[Entries supplied Boundary: Start]

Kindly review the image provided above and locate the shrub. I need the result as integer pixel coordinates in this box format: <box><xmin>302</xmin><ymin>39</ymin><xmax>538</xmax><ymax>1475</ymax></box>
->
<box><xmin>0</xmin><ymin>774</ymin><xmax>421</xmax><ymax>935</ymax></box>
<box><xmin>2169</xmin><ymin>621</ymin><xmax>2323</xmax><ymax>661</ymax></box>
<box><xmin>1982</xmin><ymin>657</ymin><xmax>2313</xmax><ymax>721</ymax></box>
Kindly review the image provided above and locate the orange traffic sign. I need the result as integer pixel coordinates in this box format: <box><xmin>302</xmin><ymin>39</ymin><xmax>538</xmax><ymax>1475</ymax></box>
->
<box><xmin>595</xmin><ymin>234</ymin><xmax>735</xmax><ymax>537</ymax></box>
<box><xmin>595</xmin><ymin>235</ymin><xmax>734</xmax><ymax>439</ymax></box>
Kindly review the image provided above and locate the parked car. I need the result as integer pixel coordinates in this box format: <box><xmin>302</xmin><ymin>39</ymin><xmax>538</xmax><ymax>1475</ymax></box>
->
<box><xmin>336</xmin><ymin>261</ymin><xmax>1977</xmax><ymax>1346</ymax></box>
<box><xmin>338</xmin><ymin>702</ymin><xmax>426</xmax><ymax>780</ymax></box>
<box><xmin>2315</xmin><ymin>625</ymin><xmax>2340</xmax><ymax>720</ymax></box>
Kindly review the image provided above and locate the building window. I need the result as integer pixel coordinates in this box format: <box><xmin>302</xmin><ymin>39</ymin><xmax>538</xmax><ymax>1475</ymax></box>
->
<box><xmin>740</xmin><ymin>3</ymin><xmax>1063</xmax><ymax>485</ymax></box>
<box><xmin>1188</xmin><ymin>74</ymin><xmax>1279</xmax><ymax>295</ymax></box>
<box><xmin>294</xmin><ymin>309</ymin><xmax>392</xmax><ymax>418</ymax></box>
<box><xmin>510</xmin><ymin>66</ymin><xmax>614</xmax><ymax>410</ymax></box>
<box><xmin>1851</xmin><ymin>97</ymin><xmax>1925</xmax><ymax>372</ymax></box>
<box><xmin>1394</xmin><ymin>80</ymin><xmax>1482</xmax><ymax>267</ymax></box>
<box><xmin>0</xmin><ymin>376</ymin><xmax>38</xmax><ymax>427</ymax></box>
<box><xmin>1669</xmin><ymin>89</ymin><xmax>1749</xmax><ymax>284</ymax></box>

[Entries supplied Boundary: End]

How to complete this task: Type out each entry above again, exactly.

Result for this exercise:
Kindly review the image provided above and locate the shrub. I need the result as integer pixel coordinates in this box format: <box><xmin>302</xmin><ymin>39</ymin><xmax>538</xmax><ymax>1475</ymax></box>
->
<box><xmin>0</xmin><ymin>774</ymin><xmax>421</xmax><ymax>935</ymax></box>
<box><xmin>2169</xmin><ymin>621</ymin><xmax>2323</xmax><ymax>661</ymax></box>
<box><xmin>1982</xmin><ymin>657</ymin><xmax>2313</xmax><ymax>721</ymax></box>
Kindly review the image provided above and locate the orange traffic sign. I need the result as integer pixel coordinates in this box format: <box><xmin>302</xmin><ymin>39</ymin><xmax>538</xmax><ymax>1475</ymax></box>
->
<box><xmin>595</xmin><ymin>234</ymin><xmax>735</xmax><ymax>537</ymax></box>
<box><xmin>595</xmin><ymin>235</ymin><xmax>734</xmax><ymax>439</ymax></box>
Kindly review the image provided above and locate the parked car. I need the result as integer pixel coordinates in this box format: <box><xmin>302</xmin><ymin>39</ymin><xmax>538</xmax><ymax>1475</ymax></box>
->
<box><xmin>336</xmin><ymin>261</ymin><xmax>1977</xmax><ymax>1346</ymax></box>
<box><xmin>338</xmin><ymin>702</ymin><xmax>426</xmax><ymax>780</ymax></box>
<box><xmin>2315</xmin><ymin>625</ymin><xmax>2340</xmax><ymax>720</ymax></box>
Kindly review the image provided above and locate the building window. I need the result as integer pixel coordinates in this box format: <box><xmin>302</xmin><ymin>39</ymin><xmax>538</xmax><ymax>1475</ymax></box>
->
<box><xmin>740</xmin><ymin>3</ymin><xmax>1063</xmax><ymax>485</ymax></box>
<box><xmin>1188</xmin><ymin>74</ymin><xmax>1279</xmax><ymax>295</ymax></box>
<box><xmin>294</xmin><ymin>309</ymin><xmax>392</xmax><ymax>418</ymax></box>
<box><xmin>510</xmin><ymin>66</ymin><xmax>614</xmax><ymax>410</ymax></box>
<box><xmin>1851</xmin><ymin>97</ymin><xmax>1925</xmax><ymax>372</ymax></box>
<box><xmin>1394</xmin><ymin>80</ymin><xmax>1482</xmax><ymax>267</ymax></box>
<box><xmin>0</xmin><ymin>376</ymin><xmax>38</xmax><ymax>427</ymax></box>
<box><xmin>1669</xmin><ymin>89</ymin><xmax>1749</xmax><ymax>284</ymax></box>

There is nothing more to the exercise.